··· Supplied text ···

Greater Swiss Mountain Dog Club of America collection
Scope and Contents Note
The Greater Swiss Mountain Dog Club of America records is a useful resource for those interested in the foundation of the breed in America from the 1960's onward. Although the breed was not officially recognized by the AKC until 1995, the records in this collection stretch back to 1968 when the breed's Club was first formed and includes some early history on the Club (through written Histories and membership lists) and the dogs (breed standards, pedigrees, and champions lists, and advertisements).
The collection also contains the Herding Events proposal that the Club presented to the AKC so that the Greater Swiss Mountain Dog could be included in those competitions. This proposal includes more standards and histories on the breed as well as various comments to the effectiveness of the breed as a herding, livestock protection, and utility farmwork dog. The proposal also includes comments from judges on how the breed works with livestock.
- Greater Swiss Mountain Dog Club of America (Organization)
Language of Materials
Materials are in English.
This material is open to research without restrictions.
Publishing and Use Restrictions
Some materials in this collection may still fall under copyright restrictions, please consult the Archivist.
As stated in the name, this native of Switzerland is one of the earliest descendants of the large Mastiff-type dogs introduced to the Alpine by the ancient Romans. Developed in the remote and isolated areas of Switzerland, the Greater Swiss Mountain Dog was adapted to general farm use as a herding dog, guard dog, and utilitarian draft dog. Of the four Sennenhund breeds developed in Switzerland, the Greater Swiss Mountain Dog is both the largest and the oldest. Though little known outside its country of origin for many years, the Greater Swiss was instrumental in the early development of both the Saint Bernard and the Rottweiler.
In the late 19th century, much of the work previously done by the Greater Swiss Mountain Dog was either supplied by other breeds of dogs or replaced by machines. In 1908, a Greater Swiss was shown to the famous dog expert, Dr. Albert Heim of Zurich. It had been assumed that the Greater Swiss Mountain Dog had already died out. With the urging of Dr. Heim, other specimens were located, and he called upon breeders to save this ancient Alpine dog. By 1910, the Greater Swiss Mountain Dog was recognized by the Swiss Kennel Club.

··· Listed entries ···

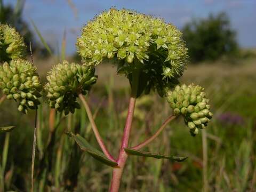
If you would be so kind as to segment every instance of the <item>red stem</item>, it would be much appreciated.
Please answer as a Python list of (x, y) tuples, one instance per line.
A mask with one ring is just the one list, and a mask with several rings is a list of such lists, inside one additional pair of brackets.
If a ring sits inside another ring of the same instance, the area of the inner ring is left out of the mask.
[(127, 159), (127, 155), (124, 150), (124, 148), (128, 146), (130, 133), (132, 124), (133, 114), (134, 112), (136, 98), (137, 97), (137, 91), (139, 85), (139, 71), (134, 70), (132, 73), (132, 94), (130, 99), (128, 113), (127, 114), (125, 126), (124, 127), (124, 134), (122, 140), (121, 147), (119, 152), (118, 158), (117, 163), (118, 165), (114, 168), (111, 186), (109, 189), (110, 192), (117, 192), (120, 187), (122, 175), (124, 170), (124, 165)]
[(140, 149), (141, 148), (144, 147), (146, 145), (149, 143), (151, 141), (152, 141), (155, 138), (156, 138), (158, 135), (161, 133), (161, 132), (164, 130), (164, 129), (168, 123), (171, 121), (172, 119), (174, 119), (176, 117), (175, 115), (172, 115), (170, 116), (162, 124), (160, 128), (155, 133), (154, 135), (150, 137), (149, 138), (147, 139), (146, 141), (142, 142), (140, 144), (132, 147), (132, 148), (133, 149), (138, 150)]
[(112, 180), (111, 181), (111, 186), (109, 190), (110, 192), (118, 191), (120, 186), (123, 171), (127, 157), (124, 148), (128, 146), (128, 141), (132, 127), (135, 101), (136, 99), (135, 97), (131, 97), (121, 147), (120, 148), (119, 156), (117, 162), (118, 165), (114, 168)]
[(99, 143), (99, 145), (100, 146), (100, 148), (102, 150), (103, 153), (106, 157), (109, 158), (110, 160), (116, 162), (116, 160), (115, 158), (111, 155), (111, 154), (109, 153), (108, 150), (107, 149), (107, 147), (104, 144), (104, 142), (103, 142), (103, 139), (101, 138), (101, 137), (100, 135), (100, 133), (99, 132), (99, 131), (98, 130), (97, 126), (96, 126), (96, 124), (95, 124), (94, 120), (93, 119), (93, 116), (92, 114), (92, 112), (91, 111), (91, 109), (89, 107), (89, 106), (88, 105), (88, 103), (87, 103), (86, 101), (84, 99), (84, 95), (83, 95), (81, 93), (79, 94), (78, 95), (79, 98), (82, 101), (82, 102), (83, 103), (85, 110), (87, 113), (87, 115), (88, 116), (88, 118), (89, 119), (90, 122), (91, 123), (91, 125), (92, 125), (92, 130), (93, 131), (93, 133), (94, 133), (95, 137), (96, 137), (96, 139), (97, 140), (98, 143)]

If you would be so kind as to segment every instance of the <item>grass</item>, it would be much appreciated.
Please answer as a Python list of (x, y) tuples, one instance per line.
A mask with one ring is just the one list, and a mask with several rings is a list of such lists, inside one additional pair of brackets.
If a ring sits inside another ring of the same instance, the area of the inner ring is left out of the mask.
[[(36, 58), (35, 63), (42, 75), (55, 60)], [(181, 82), (205, 87), (214, 114), (205, 130), (204, 146), (201, 133), (191, 137), (181, 118), (172, 122), (144, 150), (187, 156), (188, 159), (174, 163), (131, 156), (121, 191), (255, 190), (255, 61), (251, 58), (235, 65), (218, 61), (189, 65)], [(124, 77), (117, 76), (110, 65), (99, 66), (97, 73), (99, 80), (89, 96), (89, 103), (107, 148), (116, 156), (128, 103), (129, 83)], [(22, 115), (17, 112), (15, 103), (8, 100), (1, 107), (0, 126), (17, 126), (10, 133), (4, 179), (6, 190), (29, 191), (34, 112)], [(156, 94), (139, 99), (130, 145), (151, 135), (171, 113), (167, 103)], [(107, 190), (111, 168), (82, 153), (65, 134), (67, 130), (79, 133), (98, 147), (84, 109), (65, 118), (57, 116), (55, 123), (49, 114), (46, 105), (38, 110), (35, 187), (42, 191)], [(52, 123), (55, 125), (50, 126)], [(0, 135), (1, 151), (4, 138)]]

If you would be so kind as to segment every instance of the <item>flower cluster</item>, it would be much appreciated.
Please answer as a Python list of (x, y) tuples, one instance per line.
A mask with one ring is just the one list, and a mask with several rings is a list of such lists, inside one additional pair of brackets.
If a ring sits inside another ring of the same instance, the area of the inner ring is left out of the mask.
[(0, 66), (0, 89), (8, 99), (19, 102), (18, 109), (25, 114), (28, 108), (37, 109), (40, 104), (42, 86), (36, 70), (31, 63), (22, 59)]
[(191, 84), (188, 86), (177, 85), (173, 91), (167, 93), (167, 100), (173, 109), (175, 115), (183, 115), (185, 123), (194, 136), (198, 132), (198, 129), (204, 128), (212, 113), (209, 111), (209, 99), (205, 98), (203, 88)]
[(26, 45), (23, 38), (11, 26), (0, 24), (0, 62), (24, 59)]
[(187, 49), (181, 36), (161, 19), (111, 9), (83, 28), (77, 51), (87, 65), (112, 59), (118, 72), (127, 76), (139, 68), (146, 75), (149, 91), (159, 86), (163, 90), (169, 83), (178, 83), (177, 79), (185, 69)]
[(93, 68), (67, 61), (54, 66), (46, 78), (44, 90), (50, 106), (65, 115), (80, 108), (78, 94), (86, 94), (97, 79)]

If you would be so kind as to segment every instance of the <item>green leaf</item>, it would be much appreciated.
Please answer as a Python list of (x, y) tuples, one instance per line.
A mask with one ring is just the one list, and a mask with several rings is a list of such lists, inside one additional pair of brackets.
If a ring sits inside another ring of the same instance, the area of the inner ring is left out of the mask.
[(9, 126), (7, 127), (0, 127), (0, 133), (5, 133), (11, 131), (14, 129), (15, 126)]
[(177, 157), (177, 156), (166, 156), (161, 154), (153, 154), (148, 152), (141, 151), (138, 150), (135, 150), (131, 148), (124, 148), (125, 151), (130, 155), (142, 156), (144, 157), (150, 157), (160, 158), (166, 158), (170, 160), (177, 161), (178, 162), (185, 161), (187, 157)]
[(85, 140), (85, 139), (78, 134), (75, 135), (72, 132), (68, 132), (67, 134), (75, 139), (75, 141), (76, 141), (76, 143), (79, 145), (82, 150), (88, 153), (95, 159), (111, 167), (114, 167), (118, 165), (116, 162), (114, 162), (107, 158), (103, 153), (92, 147), (89, 144), (88, 141)]

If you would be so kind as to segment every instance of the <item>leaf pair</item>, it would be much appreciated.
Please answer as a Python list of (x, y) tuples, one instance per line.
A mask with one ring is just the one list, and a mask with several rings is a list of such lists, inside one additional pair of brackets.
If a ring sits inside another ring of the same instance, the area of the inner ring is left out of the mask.
[[(82, 150), (86, 151), (92, 157), (95, 158), (98, 161), (111, 167), (115, 167), (118, 165), (118, 164), (116, 162), (109, 160), (105, 156), (103, 153), (90, 145), (88, 141), (85, 140), (85, 139), (79, 134), (77, 134), (76, 135), (75, 135), (72, 132), (68, 132), (67, 133), (67, 134), (75, 140)], [(161, 154), (152, 154), (148, 152), (141, 151), (131, 148), (125, 148), (124, 150), (129, 155), (150, 157), (158, 159), (165, 158), (179, 162), (182, 162), (187, 158), (187, 157), (166, 156)]]

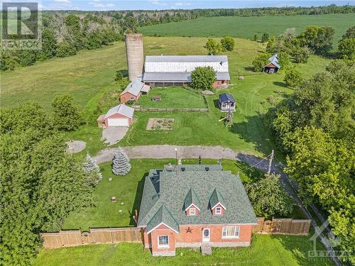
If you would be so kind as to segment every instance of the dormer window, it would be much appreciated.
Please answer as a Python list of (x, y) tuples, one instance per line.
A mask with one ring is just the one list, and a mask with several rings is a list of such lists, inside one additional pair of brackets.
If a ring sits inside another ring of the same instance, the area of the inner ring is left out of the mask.
[(216, 207), (216, 215), (222, 214), (222, 207)]
[(196, 215), (196, 209), (191, 207), (189, 209), (189, 214), (190, 215)]

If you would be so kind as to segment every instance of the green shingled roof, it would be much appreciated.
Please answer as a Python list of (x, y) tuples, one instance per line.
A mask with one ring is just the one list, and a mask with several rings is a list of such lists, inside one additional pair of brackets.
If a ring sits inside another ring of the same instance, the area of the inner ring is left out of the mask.
[(226, 207), (226, 203), (223, 196), (217, 189), (214, 189), (211, 197), (209, 198), (209, 208), (212, 209), (214, 207), (219, 203), (222, 204), (224, 207)]
[(194, 204), (195, 207), (197, 207), (200, 209), (199, 199), (192, 189), (190, 189), (186, 197), (185, 198), (184, 211), (185, 211), (186, 208), (189, 207), (191, 204)]
[[(182, 167), (185, 167), (185, 170)], [(163, 205), (178, 225), (257, 223), (240, 178), (230, 171), (222, 170), (219, 165), (173, 165), (173, 169), (175, 170), (170, 172), (151, 170), (146, 177), (138, 226), (156, 224), (153, 221)], [(184, 211), (184, 205), (190, 201), (187, 196), (190, 191), (191, 200), (198, 199), (198, 216), (187, 216)], [(226, 207), (223, 216), (212, 214), (210, 207), (213, 206), (209, 205), (216, 201)], [(168, 226), (173, 228), (171, 224)]]
[(179, 232), (179, 224), (164, 204), (160, 206), (155, 214), (154, 214), (149, 223), (148, 223), (146, 231), (149, 232), (162, 223), (175, 231)]

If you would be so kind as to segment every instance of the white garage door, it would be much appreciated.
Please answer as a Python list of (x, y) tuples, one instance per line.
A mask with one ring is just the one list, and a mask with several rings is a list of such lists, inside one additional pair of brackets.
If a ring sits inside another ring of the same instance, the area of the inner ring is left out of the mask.
[(109, 118), (109, 126), (129, 126), (129, 118)]

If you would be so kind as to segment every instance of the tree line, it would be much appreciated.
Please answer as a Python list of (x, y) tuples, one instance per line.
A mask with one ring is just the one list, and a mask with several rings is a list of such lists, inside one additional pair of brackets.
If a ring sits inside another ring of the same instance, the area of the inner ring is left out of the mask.
[(327, 214), (337, 248), (355, 243), (355, 61), (338, 59), (302, 80), (271, 109), (266, 123), (287, 155), (285, 172), (305, 202)]
[(72, 98), (59, 96), (49, 115), (36, 103), (0, 112), (1, 265), (29, 265), (40, 233), (58, 231), (67, 215), (93, 206), (102, 179), (96, 162), (67, 153), (63, 131), (82, 123)]

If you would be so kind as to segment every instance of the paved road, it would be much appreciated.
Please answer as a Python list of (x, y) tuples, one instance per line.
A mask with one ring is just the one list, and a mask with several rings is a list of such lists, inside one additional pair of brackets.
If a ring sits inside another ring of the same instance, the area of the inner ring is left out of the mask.
[[(178, 149), (177, 154), (175, 149)], [(268, 167), (268, 160), (263, 160), (261, 162), (261, 158), (253, 155), (249, 155), (244, 153), (238, 153), (234, 151), (229, 148), (222, 146), (178, 146), (169, 145), (146, 145), (146, 146), (134, 146), (124, 147), (124, 151), (127, 153), (130, 158), (198, 158), (199, 155), (203, 158), (209, 159), (231, 159), (237, 160), (241, 162), (247, 163), (251, 166), (253, 166), (263, 172), (266, 172)], [(114, 154), (116, 151), (115, 148), (107, 148), (102, 150), (94, 157), (98, 163), (109, 162), (112, 160)], [(312, 216), (305, 207), (302, 200), (298, 196), (295, 187), (290, 182), (288, 177), (282, 170), (282, 164), (273, 162), (271, 166), (271, 172), (280, 174), (281, 180), (285, 190), (293, 198), (296, 204), (300, 207), (303, 213), (312, 220), (312, 225), (315, 228), (315, 231), (320, 238), (321, 242), (325, 246), (329, 254), (332, 255), (333, 260), (336, 265), (340, 266), (342, 264), (335, 256), (334, 252), (330, 245), (328, 239), (324, 235), (322, 231), (315, 223)], [(314, 207), (312, 206), (312, 207)]]

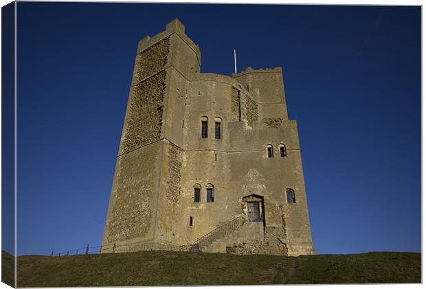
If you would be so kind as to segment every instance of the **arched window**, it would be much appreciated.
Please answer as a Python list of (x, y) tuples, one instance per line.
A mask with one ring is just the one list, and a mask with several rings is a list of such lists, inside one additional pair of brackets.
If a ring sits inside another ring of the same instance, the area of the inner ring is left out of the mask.
[(207, 184), (205, 188), (207, 189), (207, 202), (214, 202), (214, 186), (212, 184)]
[(194, 202), (199, 203), (201, 202), (201, 185), (195, 184), (194, 185)]
[(201, 118), (201, 138), (205, 138), (208, 136), (209, 119), (207, 116)]
[(273, 149), (272, 144), (267, 145), (267, 152), (268, 153), (268, 158), (273, 158)]
[(286, 158), (287, 156), (287, 150), (284, 144), (280, 144), (280, 156), (281, 158)]
[(287, 195), (287, 204), (294, 204), (296, 202), (296, 198), (294, 195), (293, 189), (288, 188), (286, 189), (286, 195)]
[(222, 120), (219, 118), (214, 118), (214, 138), (222, 138)]

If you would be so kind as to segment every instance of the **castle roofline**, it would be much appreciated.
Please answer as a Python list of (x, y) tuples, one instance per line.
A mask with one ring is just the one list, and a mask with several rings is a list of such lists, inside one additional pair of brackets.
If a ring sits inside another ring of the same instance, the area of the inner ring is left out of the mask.
[(194, 41), (185, 34), (185, 25), (177, 18), (170, 21), (166, 25), (166, 30), (160, 33), (158, 33), (155, 36), (150, 37), (149, 35), (146, 36), (142, 39), (139, 40), (137, 43), (137, 52), (139, 53), (146, 48), (152, 46), (155, 43), (170, 36), (173, 34), (178, 35), (182, 40), (197, 54), (198, 58), (199, 65), (201, 63), (201, 52), (200, 47), (197, 44), (195, 44)]
[(249, 66), (248, 67), (247, 67), (245, 70), (243, 70), (241, 72), (239, 73), (233, 73), (232, 74), (232, 78), (236, 78), (236, 77), (239, 77), (241, 76), (244, 74), (251, 74), (251, 73), (271, 73), (271, 72), (273, 72), (273, 73), (277, 73), (277, 72), (280, 72), (282, 73), (282, 67), (276, 67), (274, 68), (260, 68), (259, 69), (254, 69), (251, 66)]

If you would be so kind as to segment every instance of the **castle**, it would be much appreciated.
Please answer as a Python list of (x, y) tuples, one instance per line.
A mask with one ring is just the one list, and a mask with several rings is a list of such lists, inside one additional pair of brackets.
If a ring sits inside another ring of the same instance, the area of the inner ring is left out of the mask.
[(178, 19), (139, 42), (102, 252), (315, 254), (281, 68), (200, 63)]

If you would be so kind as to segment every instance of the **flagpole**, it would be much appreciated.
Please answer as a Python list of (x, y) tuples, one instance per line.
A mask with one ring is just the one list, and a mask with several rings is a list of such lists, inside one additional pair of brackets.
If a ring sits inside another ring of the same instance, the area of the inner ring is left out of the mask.
[(236, 73), (236, 52), (234, 50), (234, 71)]

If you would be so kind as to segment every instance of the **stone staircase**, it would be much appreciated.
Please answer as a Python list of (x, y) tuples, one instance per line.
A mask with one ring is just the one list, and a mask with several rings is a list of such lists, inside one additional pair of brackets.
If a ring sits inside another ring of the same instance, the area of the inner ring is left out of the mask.
[(192, 245), (192, 248), (198, 248), (200, 251), (205, 250), (212, 244), (240, 229), (246, 222), (245, 218), (239, 215), (199, 238)]
[(201, 251), (226, 253), (226, 247), (234, 244), (263, 239), (263, 223), (247, 222), (243, 216), (238, 216), (201, 237), (195, 244)]

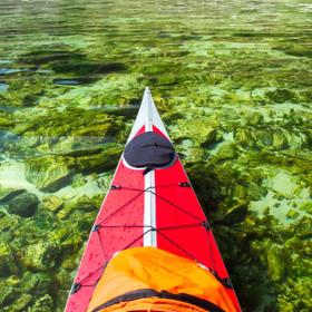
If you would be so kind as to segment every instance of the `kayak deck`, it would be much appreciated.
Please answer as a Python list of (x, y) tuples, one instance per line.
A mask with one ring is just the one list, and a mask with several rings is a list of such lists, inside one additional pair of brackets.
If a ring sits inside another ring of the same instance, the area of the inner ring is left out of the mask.
[[(169, 140), (148, 89), (128, 143), (147, 131)], [(135, 246), (155, 246), (198, 262), (226, 287), (241, 311), (208, 221), (178, 156), (167, 166), (148, 172), (131, 167), (121, 156), (65, 311), (86, 311), (109, 260), (115, 253)]]

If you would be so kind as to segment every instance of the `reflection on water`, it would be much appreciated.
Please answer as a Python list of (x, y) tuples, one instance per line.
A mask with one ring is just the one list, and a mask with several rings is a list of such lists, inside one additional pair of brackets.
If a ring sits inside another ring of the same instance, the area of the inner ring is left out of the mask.
[(310, 311), (311, 11), (0, 2), (0, 310), (62, 311), (149, 86), (242, 306)]

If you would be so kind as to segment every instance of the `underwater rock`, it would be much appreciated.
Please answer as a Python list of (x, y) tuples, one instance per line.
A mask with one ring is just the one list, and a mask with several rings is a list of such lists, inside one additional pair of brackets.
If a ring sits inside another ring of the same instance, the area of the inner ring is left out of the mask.
[(277, 150), (286, 149), (289, 147), (289, 142), (286, 136), (281, 130), (275, 130), (273, 133), (273, 148)]
[(242, 129), (242, 128), (235, 129), (234, 139), (243, 148), (253, 149), (255, 147), (254, 137), (251, 130)]
[(222, 218), (222, 223), (228, 225), (241, 223), (245, 220), (247, 214), (248, 214), (247, 206), (244, 205), (235, 206), (226, 212), (226, 214)]
[(10, 306), (10, 311), (27, 311), (29, 303), (32, 300), (31, 294), (23, 293), (21, 294), (17, 301)]
[(286, 217), (295, 220), (296, 217), (299, 217), (300, 213), (295, 209), (289, 209)]
[(52, 312), (53, 311), (53, 301), (50, 295), (45, 294), (39, 298), (33, 306), (31, 308), (31, 312)]
[(12, 302), (16, 293), (14, 289), (4, 282), (0, 282), (0, 306), (4, 308)]
[(121, 152), (120, 146), (108, 146), (100, 154), (77, 157), (76, 166), (85, 173), (111, 170), (116, 167)]
[(77, 174), (71, 179), (71, 187), (80, 187), (87, 183), (86, 177), (82, 174)]
[(251, 201), (260, 201), (267, 193), (267, 189), (265, 187), (262, 187), (254, 183), (247, 184), (246, 191)]
[[(67, 160), (67, 162), (66, 162)], [(26, 178), (39, 189), (53, 192), (70, 181), (70, 158), (61, 156), (43, 156), (26, 162)]]
[(26, 247), (21, 261), (27, 267), (45, 271), (55, 266), (58, 253), (59, 246), (55, 242), (39, 242)]
[(42, 201), (42, 207), (49, 209), (50, 212), (56, 212), (60, 209), (64, 205), (64, 201), (59, 198), (58, 196), (49, 196), (43, 198)]
[(17, 272), (17, 265), (9, 244), (0, 243), (0, 276)]
[(6, 202), (4, 207), (10, 214), (30, 217), (35, 215), (39, 203), (40, 202), (35, 194), (23, 191), (10, 201)]
[(256, 129), (253, 131), (256, 146), (262, 148), (263, 146), (271, 146), (273, 142), (273, 134), (270, 129)]
[(233, 159), (237, 157), (237, 148), (233, 143), (223, 144), (216, 155), (215, 158), (217, 160)]
[(52, 280), (47, 273), (26, 271), (22, 275), (19, 287), (21, 292), (25, 293), (43, 295), (49, 291), (51, 283)]
[(277, 244), (271, 244), (266, 254), (269, 275), (272, 281), (280, 282), (285, 274), (285, 260), (282, 248)]
[(274, 91), (269, 91), (266, 92), (266, 97), (274, 103), (298, 101), (296, 94), (289, 89), (276, 89)]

···

▶ **Required tasks**
• A. From the Greater Swiss Mountain Dog collection description, list the types of material that document the dogs themselves in the collection's early records.
• B. According to the Greater Swiss Mountain Dog collection description, by what year had the Swiss Kennel Club recognized the breed?
• C. Continue the Greater Swiss Mountain Dog collection description from its final sentence.

▶ **Answers for this exercise**
• A.
- Breed standards
- Pedigrees
- Champions lists
- Advertisements

• B. By 1910.

• C.
J. Frederick and Patricia Hoffman imported the first of this breed to the United States after seeing them exhibited at a show in Frankfurt, Germany.
While growth of interest in the breed has been slow, it has been steady. In 1968, the Greater Swiss Mountain Dog Club of America was formed for the express purpose of obtaining AKC recognition. The Greater Swiss Mountain Dog Club of America stud book was transferred to the AKC on March 17, 1993, with an initial 1,300 dogs as foundation stock. The Greater Swiss Mountain Dog was given Working Group designation and became eligible for full recognition status on July 1, 1995.
1 Linear Feet (in 1 record carton.)
The collection contains the Years of the Greater Swiss Mountain Dog books from 1968 to 1998 in printed and digital formats. The books primarily consist of pedigrees and champions lists, but also include breed standards, membership lists, and various flyers and advertisements for breeders and breeding stock. The collection also includes the Club's proposal to the AKC to recognize the breed in Herding events.
The collection is organized into two main series:
- The Greater Swiss Mountain Dog books, 1968-1998
- Herding Proposal, 2004
Collection is a gift from the Greater Swiss Mountain Dog Club of America, 2012.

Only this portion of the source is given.